* Work instructions *
1. Answer these questions using the extract on genetic engineering, organic food and nuclear power.
(a) Which newspaper does the extract quote on organic foods?
(b) Which two fungal mycotoxins are reported to have a higher incidence in organic food?
(c) In which four areas does Stewart Brand predict the environmental mainstream will reverse its opinion?
2. Carry on the extract on genetic engineering, organic food and nuclear power, picking up after its last sentence.

And, despite the many warnings by activists that GE food 'could,' 'might' or 'may' lead to unspecified disasters, it hasn't. Not one single person has died in that time due to food being genetically engineered. 

On the other hand, food that hasn't been genetically enginered has continued to cause problems, some of which genetic engineering may have helped with. The onset of birth defects from fumonisins caused by mouldy organic corn, mentioned by Fumento, is just one example.

Ironically, as no news of problems with GE foods continues not to flood in, we continue to see reports such as these from The Times about organic foods: There is evidence "that organic farms may act as reservoirs for fungi which generate dangerous food mycotoxins - two such (fumonisin and patulin) are both reported to have a higher incidence in organic food. There have been cases of contamination of organic food worldwide -botulism in tins of organic soup, listeria in organic cheese, salmonella in organic sprouts, E. coli in organic apple juice..." Etc.

So do I expect the opponents of GE to get over themselves any time soon? Well, the Greens are now banging on about Peak Oil instead of GE in a desperate attempt to get themselves an election hook, and their FrogBlog hasn't even mentioned GE since the blog began. See.

So you tell me? Maybe I was wrong back in 1999? Maybe they have got it now. Maybe I was wrong in 2001? Robert Bidinotto doesn't think so.

What do you think?

Tuesday, 19 April 2005

Religionists for Nuclear

Stewart Brand predicts here in Technology Review that "Over the next ten years ... the mainstream of the environmental movement will reverse its opinion and activism in four major areas: population growth, urbani­zation, genetically engineered organisms, and nuclear power." The reason?
There are a great many more environmental romantics than there are scientists. That’s fortunate, since their inspiration means that most people in developed socie­ties see themselves as environmentalists. But it also means that scientific perceptions are always a minority view, easily ignored, suppressed, or demonized if they don’t fit the consensus story line.

* Supplied data *
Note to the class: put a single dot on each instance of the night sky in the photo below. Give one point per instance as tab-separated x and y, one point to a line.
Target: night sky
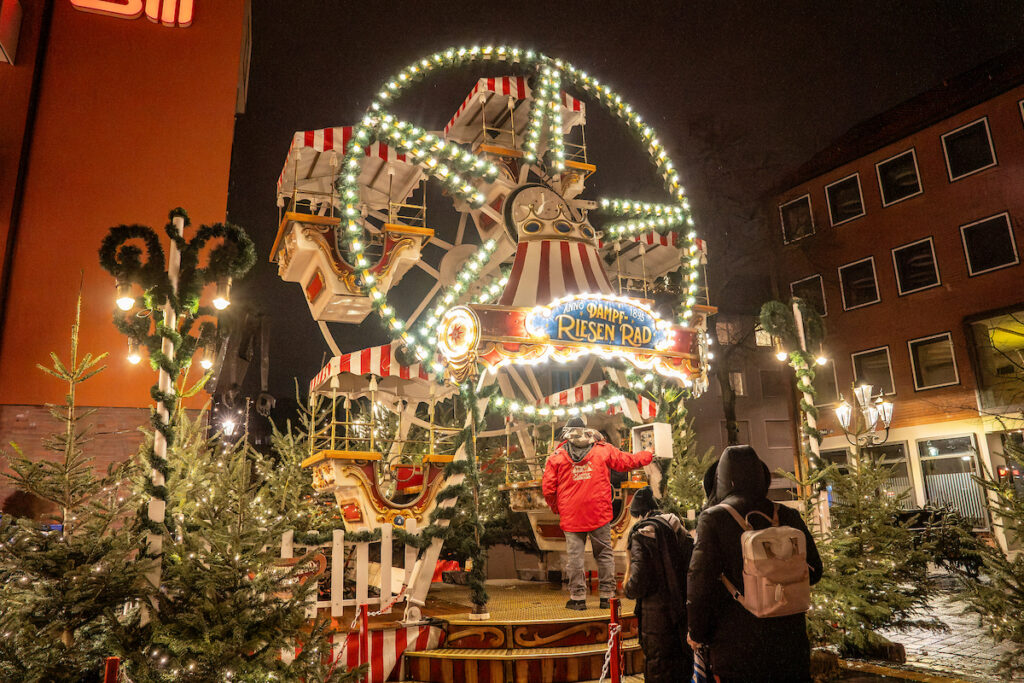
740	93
==
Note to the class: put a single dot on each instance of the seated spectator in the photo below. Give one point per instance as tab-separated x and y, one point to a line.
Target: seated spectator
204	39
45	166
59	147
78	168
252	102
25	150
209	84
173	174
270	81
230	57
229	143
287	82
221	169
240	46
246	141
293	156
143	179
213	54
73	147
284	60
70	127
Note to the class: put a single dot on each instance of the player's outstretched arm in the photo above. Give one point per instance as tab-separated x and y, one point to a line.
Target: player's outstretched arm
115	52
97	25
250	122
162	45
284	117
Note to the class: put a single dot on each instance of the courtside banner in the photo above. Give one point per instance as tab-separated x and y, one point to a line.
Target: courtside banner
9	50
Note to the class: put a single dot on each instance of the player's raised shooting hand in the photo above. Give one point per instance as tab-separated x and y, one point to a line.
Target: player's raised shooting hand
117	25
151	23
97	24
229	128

* Outputs by task *
1.
(a) The Times.
(b) Fumonisin and patulin.
(c) Population growth, urbanization, genetically engineered organisms, and nuclear power.

2.
Brand suggests a consequence of the 'romantic view' is that it can take a while to notice that the science doesn't fit their preconceived notions - sometimes up to thirty years; for example, population growth rates peaked in 1968, but the scare stories only recently began to slow down.

So will Rod and Jeanette start crusading for nuclear any time soon? Well, if their convictions on global warming and 'peak oil' are based on reason rather than religion, they will. (Yeah right.)

You see, people like Bob Bidinotto disagrees with the term 'romantic' to describe environmentalists. He prefers to call them religionists as he explains here in his blog. "Religions traditionally criticize human reason, and extol faith." he points out. "So does environmentalism."

And yes, there are a lot of them about. A 1997 survey published in American Demographics found that fully a fourth of all Americans 'see nature as sacred, want to stop corporate polluters, are suspicious of big business, are interested in voluntary simplicity, and are willing to pay to clean up the environment and stop global warming.' That’s amazing growth for a new faith in just three decades.

At this rate, environmentalism will supplant all rival religions in a few more years. "Why fight it?," says Bidinotto. Let's just accept environmentalism as a new religion and be done with it. At least then we could argue for the separation of church and state.

[Thanks to Stephen Hicks for spotting the Technology Review link.]

UPDATE: Owen McShane has pointed me to a speech by author Michael Crichton making a similar point about environmentalism being a religion. You can find the speech here.